**Exercise directions:** Can you give the lines of the entries below, from the line containing "of the bush" through the line containing "of the haze", as a numbered list with any blank lines left out?

**Input data:**
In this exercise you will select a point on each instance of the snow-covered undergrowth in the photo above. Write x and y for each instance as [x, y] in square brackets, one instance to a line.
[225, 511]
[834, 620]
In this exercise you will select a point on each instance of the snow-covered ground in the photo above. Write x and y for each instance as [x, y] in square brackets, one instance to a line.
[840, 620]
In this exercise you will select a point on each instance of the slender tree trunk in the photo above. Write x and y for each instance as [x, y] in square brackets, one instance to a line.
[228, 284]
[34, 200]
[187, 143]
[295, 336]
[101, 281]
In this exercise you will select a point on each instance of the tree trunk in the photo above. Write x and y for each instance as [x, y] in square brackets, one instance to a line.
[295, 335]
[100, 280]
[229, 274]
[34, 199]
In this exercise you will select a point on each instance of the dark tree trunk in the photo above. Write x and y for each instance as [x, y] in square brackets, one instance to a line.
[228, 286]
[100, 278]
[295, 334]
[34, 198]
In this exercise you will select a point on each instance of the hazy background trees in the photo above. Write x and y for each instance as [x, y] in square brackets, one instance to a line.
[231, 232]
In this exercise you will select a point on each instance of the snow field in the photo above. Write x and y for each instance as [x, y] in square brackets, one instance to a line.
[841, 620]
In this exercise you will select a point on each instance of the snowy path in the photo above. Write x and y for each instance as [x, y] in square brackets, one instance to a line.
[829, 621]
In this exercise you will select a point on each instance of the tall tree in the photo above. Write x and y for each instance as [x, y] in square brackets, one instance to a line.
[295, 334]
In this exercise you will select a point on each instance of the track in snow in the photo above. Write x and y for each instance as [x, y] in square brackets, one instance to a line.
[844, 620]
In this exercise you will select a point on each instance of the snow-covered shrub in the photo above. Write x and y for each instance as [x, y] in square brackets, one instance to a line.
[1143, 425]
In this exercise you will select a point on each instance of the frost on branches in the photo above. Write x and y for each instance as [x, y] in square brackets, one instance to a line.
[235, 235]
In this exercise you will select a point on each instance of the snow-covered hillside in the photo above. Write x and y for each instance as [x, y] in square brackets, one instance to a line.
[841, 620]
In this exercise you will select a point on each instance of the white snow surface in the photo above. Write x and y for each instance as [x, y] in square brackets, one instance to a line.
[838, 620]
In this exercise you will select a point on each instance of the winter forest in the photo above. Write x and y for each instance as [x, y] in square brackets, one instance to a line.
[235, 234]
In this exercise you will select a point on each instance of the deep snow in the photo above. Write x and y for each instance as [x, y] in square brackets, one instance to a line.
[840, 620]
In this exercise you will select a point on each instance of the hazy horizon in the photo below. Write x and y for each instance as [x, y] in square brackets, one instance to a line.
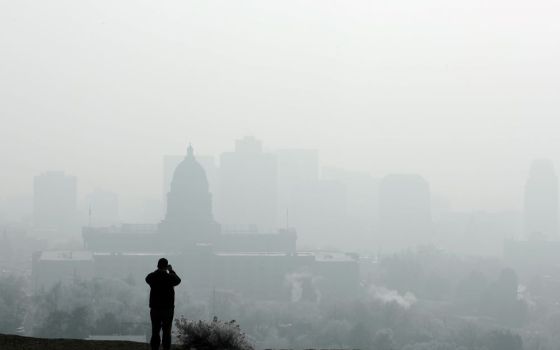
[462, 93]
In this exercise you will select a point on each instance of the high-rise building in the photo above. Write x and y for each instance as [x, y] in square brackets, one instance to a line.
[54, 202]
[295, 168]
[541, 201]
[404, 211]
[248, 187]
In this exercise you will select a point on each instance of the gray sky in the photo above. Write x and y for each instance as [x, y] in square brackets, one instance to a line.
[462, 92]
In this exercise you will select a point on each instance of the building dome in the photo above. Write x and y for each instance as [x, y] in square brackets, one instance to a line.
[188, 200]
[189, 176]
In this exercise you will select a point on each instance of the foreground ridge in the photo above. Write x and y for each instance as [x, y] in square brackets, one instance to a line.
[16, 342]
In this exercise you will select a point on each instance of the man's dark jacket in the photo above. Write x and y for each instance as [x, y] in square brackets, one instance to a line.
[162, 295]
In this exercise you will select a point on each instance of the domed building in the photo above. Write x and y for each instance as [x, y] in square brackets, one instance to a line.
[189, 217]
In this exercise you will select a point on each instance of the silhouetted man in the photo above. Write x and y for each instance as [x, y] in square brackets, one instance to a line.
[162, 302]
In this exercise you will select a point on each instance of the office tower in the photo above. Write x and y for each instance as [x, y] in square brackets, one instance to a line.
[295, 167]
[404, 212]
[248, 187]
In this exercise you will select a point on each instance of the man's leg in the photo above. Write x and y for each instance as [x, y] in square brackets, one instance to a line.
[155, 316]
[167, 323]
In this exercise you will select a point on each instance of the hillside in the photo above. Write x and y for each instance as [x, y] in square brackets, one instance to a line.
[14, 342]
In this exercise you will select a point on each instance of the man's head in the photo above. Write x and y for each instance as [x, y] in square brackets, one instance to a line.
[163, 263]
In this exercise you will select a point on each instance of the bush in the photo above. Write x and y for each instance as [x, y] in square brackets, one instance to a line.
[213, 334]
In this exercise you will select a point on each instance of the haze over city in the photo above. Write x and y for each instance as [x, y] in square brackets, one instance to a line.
---
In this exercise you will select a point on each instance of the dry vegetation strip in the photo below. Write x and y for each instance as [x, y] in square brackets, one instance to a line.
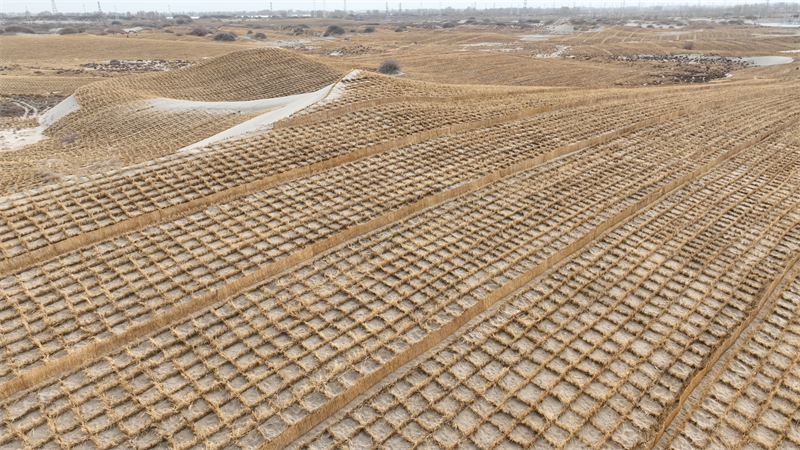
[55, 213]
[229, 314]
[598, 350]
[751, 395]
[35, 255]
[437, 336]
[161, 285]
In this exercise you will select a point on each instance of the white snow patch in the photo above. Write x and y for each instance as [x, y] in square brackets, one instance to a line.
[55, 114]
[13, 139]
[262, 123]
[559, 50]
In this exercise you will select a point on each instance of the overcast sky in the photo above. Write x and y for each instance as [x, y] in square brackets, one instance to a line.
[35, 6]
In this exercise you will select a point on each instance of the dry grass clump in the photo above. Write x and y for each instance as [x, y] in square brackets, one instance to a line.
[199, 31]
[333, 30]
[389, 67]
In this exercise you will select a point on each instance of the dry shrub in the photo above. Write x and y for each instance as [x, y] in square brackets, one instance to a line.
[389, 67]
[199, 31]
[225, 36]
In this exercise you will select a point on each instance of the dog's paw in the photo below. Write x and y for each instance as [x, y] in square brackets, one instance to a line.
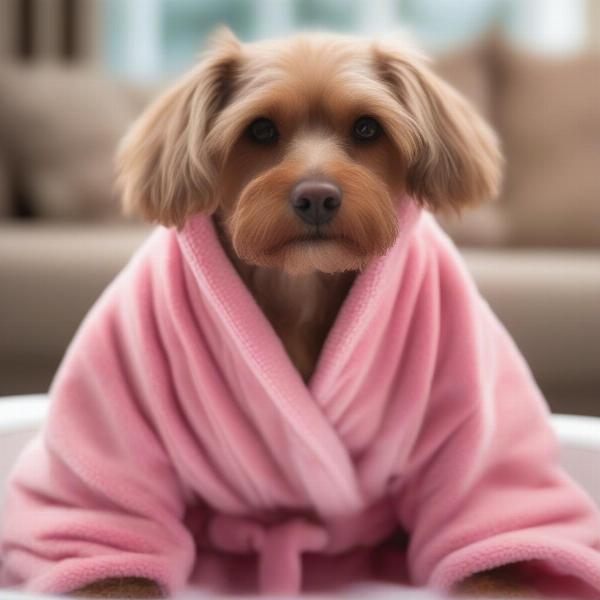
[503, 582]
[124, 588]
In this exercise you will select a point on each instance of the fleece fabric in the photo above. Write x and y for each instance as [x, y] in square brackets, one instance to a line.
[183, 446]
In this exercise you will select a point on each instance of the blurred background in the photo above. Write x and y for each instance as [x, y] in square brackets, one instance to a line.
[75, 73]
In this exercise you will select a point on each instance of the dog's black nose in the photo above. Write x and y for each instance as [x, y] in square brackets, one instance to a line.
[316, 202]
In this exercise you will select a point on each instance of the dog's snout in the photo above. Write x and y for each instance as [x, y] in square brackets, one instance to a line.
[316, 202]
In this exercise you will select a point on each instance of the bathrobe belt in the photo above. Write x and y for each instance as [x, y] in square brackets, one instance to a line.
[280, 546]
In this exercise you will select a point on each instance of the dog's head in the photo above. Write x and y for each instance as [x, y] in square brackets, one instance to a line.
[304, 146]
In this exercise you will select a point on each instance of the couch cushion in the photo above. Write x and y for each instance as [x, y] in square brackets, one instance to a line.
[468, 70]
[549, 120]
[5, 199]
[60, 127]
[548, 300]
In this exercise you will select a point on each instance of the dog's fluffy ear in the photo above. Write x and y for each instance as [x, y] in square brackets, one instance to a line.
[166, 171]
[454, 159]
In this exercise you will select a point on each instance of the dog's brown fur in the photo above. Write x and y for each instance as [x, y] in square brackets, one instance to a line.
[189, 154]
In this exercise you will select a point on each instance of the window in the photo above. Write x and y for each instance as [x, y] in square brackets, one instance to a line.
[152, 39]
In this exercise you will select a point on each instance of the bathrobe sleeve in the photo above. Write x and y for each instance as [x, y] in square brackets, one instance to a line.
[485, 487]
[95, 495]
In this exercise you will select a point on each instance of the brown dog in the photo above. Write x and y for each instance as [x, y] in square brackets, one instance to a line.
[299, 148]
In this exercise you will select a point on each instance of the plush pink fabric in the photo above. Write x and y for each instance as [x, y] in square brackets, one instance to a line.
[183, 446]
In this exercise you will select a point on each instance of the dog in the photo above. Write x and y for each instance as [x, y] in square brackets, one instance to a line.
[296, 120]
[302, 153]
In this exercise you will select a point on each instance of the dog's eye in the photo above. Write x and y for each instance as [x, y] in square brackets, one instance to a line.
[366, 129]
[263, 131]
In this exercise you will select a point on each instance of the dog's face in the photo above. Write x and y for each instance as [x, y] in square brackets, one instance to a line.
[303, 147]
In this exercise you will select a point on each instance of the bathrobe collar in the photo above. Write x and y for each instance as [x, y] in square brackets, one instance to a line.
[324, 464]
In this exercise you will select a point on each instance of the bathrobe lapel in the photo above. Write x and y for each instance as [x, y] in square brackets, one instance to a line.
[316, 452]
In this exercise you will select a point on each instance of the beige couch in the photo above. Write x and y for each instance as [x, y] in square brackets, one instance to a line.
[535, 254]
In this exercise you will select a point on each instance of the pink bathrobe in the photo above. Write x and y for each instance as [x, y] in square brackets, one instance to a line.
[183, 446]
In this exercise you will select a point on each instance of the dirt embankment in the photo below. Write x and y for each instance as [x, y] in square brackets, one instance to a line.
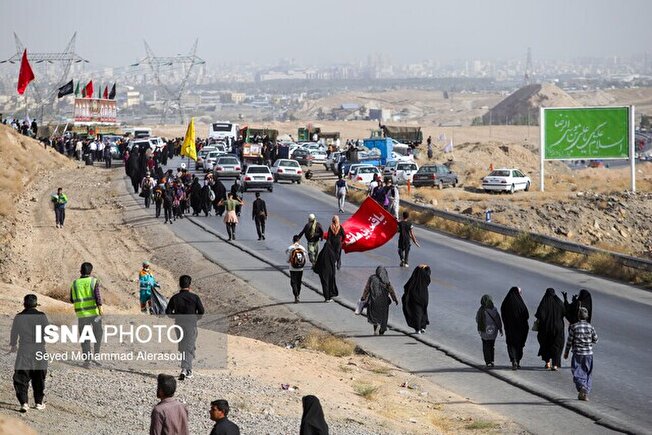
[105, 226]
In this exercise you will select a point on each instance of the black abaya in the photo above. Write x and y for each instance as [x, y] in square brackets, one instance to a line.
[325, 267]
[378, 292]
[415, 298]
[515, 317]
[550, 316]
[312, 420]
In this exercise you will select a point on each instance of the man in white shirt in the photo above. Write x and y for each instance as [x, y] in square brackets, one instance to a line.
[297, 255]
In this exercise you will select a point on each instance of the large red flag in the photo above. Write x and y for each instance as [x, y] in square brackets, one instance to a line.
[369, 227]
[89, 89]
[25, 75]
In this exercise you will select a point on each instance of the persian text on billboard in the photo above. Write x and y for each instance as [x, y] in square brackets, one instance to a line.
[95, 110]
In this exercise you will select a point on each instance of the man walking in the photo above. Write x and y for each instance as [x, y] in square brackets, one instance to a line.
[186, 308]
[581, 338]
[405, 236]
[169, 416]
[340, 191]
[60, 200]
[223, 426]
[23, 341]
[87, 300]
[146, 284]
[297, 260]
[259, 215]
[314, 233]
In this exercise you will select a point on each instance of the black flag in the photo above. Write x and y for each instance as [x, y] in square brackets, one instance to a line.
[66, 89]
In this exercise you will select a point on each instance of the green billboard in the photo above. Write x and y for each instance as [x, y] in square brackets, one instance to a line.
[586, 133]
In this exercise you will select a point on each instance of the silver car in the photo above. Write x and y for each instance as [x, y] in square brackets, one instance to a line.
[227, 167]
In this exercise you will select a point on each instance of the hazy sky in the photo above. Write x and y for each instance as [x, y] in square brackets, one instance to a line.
--
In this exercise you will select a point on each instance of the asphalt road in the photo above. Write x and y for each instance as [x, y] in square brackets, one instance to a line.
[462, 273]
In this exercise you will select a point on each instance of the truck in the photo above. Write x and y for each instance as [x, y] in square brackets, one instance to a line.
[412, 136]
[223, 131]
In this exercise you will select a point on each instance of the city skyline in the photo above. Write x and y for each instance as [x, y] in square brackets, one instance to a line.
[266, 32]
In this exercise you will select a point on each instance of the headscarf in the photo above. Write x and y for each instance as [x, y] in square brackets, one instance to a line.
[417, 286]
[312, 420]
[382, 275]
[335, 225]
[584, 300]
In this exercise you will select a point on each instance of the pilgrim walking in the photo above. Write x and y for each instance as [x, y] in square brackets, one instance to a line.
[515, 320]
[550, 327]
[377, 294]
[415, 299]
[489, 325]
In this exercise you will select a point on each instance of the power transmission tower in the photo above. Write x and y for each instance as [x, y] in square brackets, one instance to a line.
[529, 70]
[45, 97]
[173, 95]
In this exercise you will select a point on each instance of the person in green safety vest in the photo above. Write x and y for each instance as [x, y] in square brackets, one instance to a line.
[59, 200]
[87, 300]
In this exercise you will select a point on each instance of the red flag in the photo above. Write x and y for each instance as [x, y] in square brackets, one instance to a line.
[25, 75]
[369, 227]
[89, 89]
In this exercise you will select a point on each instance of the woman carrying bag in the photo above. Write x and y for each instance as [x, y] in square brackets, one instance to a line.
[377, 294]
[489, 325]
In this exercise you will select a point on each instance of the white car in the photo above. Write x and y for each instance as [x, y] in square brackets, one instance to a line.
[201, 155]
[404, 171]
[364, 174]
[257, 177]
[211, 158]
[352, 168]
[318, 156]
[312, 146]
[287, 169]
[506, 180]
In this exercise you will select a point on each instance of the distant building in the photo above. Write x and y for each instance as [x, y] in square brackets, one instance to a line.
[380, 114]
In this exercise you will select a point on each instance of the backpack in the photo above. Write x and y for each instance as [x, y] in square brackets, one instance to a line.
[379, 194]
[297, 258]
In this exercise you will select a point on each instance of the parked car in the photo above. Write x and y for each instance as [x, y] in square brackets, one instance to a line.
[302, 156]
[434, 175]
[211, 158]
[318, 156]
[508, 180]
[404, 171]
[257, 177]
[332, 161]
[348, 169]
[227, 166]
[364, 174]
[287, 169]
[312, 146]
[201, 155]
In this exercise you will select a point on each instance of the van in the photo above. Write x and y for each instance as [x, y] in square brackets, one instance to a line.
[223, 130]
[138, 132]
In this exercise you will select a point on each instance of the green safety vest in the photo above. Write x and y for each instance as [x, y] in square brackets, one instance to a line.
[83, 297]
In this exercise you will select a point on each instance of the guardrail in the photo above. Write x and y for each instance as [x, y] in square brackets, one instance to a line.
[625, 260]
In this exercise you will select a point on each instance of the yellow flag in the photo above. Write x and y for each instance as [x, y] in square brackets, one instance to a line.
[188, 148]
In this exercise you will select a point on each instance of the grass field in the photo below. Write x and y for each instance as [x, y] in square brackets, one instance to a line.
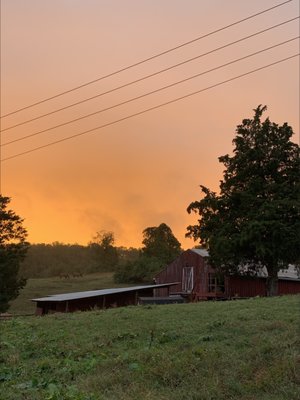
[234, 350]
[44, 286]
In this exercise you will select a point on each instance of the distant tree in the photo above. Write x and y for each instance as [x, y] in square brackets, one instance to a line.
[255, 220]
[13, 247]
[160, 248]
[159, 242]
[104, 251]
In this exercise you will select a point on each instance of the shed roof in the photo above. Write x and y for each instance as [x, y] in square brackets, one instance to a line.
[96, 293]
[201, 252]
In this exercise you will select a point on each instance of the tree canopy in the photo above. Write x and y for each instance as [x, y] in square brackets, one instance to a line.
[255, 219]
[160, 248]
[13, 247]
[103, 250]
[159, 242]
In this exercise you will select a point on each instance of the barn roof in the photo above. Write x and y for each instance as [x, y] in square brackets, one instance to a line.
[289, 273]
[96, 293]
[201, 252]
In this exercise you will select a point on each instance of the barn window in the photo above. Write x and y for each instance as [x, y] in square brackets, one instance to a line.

**Answer to the exercise:**
1. In this exercise you will select a point on each instance of the bush in the photo above. Write x and y for each instance as [x, y] in square brackets, one instance to a line.
2. [213, 334]
3. In this exercise you will select a point on each instance of the haze over city in the photo above. Write x and y for each instance as [x, y] in square brackets, one instance to a line.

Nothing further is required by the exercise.